Ausgewählter Text:
==*==

Die GUSTO-V-Studie (ursprünglich: Global Utilization of Streptokinase and Tissue Plasminogen Activator for Occluded Coronary Arteries) ist mit 16588 eingeschlossenen Patienten an 820 Studienzentren in 20 Ländern eine der größten jemals durchgeführten prospektiven Studien (Lancet 2001, 357, 1905). Die beiden Firmen Centocor und Eli Lilly haben enorme finanzielle und logistische Mittel aufgewendet, um ein neues Thrombolyse-Schema beim akuten Myokardinfarkt zu etablieren. Es wurde eine „Doppelbolus-Lyse“ (2 mal 10 I.E. Reteplase [Rapilysin] in 30-minütigem Abstand) mit einer „Kombinationslyse“, bestehend aus einem Thrombolytikum in halber Dosierung (2 mal 5 I.E. Reteplase-Bolus) und einem GP-IIb/IIIa-Rezeptor-Antagonisten (Abciximab [ReoPro]: 0,25 mg/kg Bolus und 0,125 µg/kg/Min. Infusion 12 h lang) verglichen.
Aus angiographischen Untersuchungen und aus Pilotstudien gab es Hinweise darauf, daß die gewählte „Kombinationslyse“ die verschlossenen Koronararterien schneller wiedereröffnet und daß dies zu einer Senkung der Letalität beim akuten Myokardinfarkt führen kann.
In GUSTO V wurden Patienten mit einem maximal 6 Stunden alten Myokardinfarkt eingeschlossen. Es galten die üblichen Ein- und Ausschlußkriterien. Als Komedikation waren Azetylsalizylsäure und Heparin vorgegeben, wobei die Heparin-Dosis in der Kombinations-Gruppe aus Sicherheitsgründen niedriger gewählt wurde. Nach der Randomisierung wurde die Studie als „Open-Label“ weitergeführt, d.h. nach Öffnung der Medikamenten-Packungen war klar, in welchem Behandlungs-Arm sich der Patient befand.

==*==

[Einträge aus einer Sammlung]
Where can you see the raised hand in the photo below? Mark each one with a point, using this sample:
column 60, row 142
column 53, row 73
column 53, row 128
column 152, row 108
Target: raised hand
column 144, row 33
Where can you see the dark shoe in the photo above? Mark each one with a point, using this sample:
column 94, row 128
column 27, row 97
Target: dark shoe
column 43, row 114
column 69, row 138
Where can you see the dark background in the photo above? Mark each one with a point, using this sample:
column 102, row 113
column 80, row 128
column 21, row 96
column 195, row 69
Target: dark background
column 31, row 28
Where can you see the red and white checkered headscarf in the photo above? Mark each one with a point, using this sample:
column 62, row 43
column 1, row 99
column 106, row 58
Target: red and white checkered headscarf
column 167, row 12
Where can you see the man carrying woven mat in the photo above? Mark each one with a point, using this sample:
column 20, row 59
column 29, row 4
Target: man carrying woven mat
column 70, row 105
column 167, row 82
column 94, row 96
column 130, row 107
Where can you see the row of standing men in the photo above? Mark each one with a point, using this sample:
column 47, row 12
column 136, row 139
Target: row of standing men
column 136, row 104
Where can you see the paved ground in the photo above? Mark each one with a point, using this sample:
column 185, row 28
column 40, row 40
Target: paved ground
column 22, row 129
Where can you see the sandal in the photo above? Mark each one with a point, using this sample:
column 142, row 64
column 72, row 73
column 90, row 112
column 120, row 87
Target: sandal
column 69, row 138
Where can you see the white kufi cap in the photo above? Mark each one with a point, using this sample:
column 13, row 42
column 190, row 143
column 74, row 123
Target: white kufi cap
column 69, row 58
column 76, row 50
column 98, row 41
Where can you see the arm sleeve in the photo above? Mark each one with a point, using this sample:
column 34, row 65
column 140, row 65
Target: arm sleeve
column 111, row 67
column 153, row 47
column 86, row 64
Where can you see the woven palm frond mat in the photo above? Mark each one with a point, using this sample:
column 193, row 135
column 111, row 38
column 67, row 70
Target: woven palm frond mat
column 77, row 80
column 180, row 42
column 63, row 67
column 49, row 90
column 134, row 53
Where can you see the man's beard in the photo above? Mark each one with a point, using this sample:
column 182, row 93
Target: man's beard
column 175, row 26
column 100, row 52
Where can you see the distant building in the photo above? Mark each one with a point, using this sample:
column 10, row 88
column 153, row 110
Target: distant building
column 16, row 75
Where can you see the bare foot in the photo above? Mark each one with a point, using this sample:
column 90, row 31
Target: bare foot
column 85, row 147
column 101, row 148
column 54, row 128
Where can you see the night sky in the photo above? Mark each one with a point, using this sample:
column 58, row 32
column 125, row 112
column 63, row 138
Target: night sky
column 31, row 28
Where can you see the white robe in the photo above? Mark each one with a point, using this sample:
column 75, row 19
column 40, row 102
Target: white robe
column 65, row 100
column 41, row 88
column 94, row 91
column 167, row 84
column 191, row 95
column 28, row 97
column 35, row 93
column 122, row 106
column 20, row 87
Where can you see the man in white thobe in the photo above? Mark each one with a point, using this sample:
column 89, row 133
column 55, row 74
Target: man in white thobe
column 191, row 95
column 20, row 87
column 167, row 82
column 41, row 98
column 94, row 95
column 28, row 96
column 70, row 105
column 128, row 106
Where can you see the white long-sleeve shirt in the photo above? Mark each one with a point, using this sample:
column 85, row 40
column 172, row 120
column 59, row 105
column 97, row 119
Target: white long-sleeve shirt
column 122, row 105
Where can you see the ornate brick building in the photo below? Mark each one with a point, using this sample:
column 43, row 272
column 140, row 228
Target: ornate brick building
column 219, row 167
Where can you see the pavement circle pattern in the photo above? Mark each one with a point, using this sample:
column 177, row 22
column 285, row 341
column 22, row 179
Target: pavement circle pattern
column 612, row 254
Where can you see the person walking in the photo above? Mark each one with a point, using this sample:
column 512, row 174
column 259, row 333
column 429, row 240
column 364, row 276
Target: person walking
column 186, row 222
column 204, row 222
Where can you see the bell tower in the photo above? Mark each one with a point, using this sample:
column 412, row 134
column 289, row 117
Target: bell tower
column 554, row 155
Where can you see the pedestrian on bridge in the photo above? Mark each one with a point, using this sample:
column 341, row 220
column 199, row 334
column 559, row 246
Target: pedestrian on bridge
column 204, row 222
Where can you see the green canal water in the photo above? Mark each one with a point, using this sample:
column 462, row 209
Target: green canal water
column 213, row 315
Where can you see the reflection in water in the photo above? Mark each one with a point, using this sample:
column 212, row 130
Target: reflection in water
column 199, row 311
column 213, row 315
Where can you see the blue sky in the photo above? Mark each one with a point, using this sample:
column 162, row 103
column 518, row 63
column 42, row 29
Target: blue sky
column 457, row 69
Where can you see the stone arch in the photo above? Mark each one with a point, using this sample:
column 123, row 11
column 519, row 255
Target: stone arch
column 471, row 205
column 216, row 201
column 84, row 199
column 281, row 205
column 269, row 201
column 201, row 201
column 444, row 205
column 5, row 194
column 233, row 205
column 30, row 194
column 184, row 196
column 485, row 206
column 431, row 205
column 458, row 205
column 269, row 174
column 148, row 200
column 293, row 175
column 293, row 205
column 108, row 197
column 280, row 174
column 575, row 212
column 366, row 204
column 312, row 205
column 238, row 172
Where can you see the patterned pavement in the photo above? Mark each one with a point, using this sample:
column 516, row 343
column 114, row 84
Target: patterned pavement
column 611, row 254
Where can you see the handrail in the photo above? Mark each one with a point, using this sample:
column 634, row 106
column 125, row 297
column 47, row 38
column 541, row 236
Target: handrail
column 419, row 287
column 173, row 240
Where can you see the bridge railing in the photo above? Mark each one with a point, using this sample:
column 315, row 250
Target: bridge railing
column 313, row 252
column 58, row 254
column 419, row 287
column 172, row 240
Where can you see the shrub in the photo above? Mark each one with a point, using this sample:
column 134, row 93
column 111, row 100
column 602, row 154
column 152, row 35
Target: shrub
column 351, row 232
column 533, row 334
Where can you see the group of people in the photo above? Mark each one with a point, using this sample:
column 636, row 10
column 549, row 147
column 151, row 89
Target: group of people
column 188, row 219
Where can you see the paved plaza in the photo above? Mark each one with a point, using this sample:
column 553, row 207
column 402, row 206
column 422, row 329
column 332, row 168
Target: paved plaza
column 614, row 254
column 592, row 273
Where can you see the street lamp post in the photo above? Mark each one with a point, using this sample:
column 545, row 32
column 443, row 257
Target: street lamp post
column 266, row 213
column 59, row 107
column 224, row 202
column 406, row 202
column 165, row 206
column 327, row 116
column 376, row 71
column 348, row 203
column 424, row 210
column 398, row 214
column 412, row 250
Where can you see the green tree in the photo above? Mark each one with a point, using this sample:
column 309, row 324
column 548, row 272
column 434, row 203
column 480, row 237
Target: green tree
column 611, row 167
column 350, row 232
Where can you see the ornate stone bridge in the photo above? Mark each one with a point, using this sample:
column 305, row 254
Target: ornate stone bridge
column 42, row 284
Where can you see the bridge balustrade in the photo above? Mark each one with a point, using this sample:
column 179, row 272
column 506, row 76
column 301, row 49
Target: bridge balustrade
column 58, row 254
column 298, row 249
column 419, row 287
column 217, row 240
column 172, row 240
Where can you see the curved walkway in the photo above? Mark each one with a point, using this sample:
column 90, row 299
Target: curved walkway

==*==

Übungsaufgaben:
A: Nennen Sie alle Wirkstoffe, die laut dem Text über die GUSTO-V-Studie den Patienten in der Studie verabreicht wurden.
B: Beantworten Sie anhand des Textes über die GUSTO-V-Studie die folgenden Fragen:
(i) In wie vielen Ländern lagen die Studienzentren?
(ii) Wie alt durfte der Myokardinfarkt bei eingeschlossenen Patienten höchstens sein?
(iii) Welche beiden Firmen haben die Mittel für die Studie aufgewendet?
Die Daten werden zur Bearbeitung nicht gebraucht.

Lösungen:
A: Den Patienten wurden Reteplase (Rapilysin), Abciximab (ReoPro), Azetylsalizylsäure und Heparin verabreicht.

B:
(i) Die Studienzentren lagen in 20 Ländern.
(ii) Der Myokardinfarkt durfte höchstens 6 Stunden alt sein.
(iii) Die Mittel wurden von Centocor und Eli Lilly aufgewendet.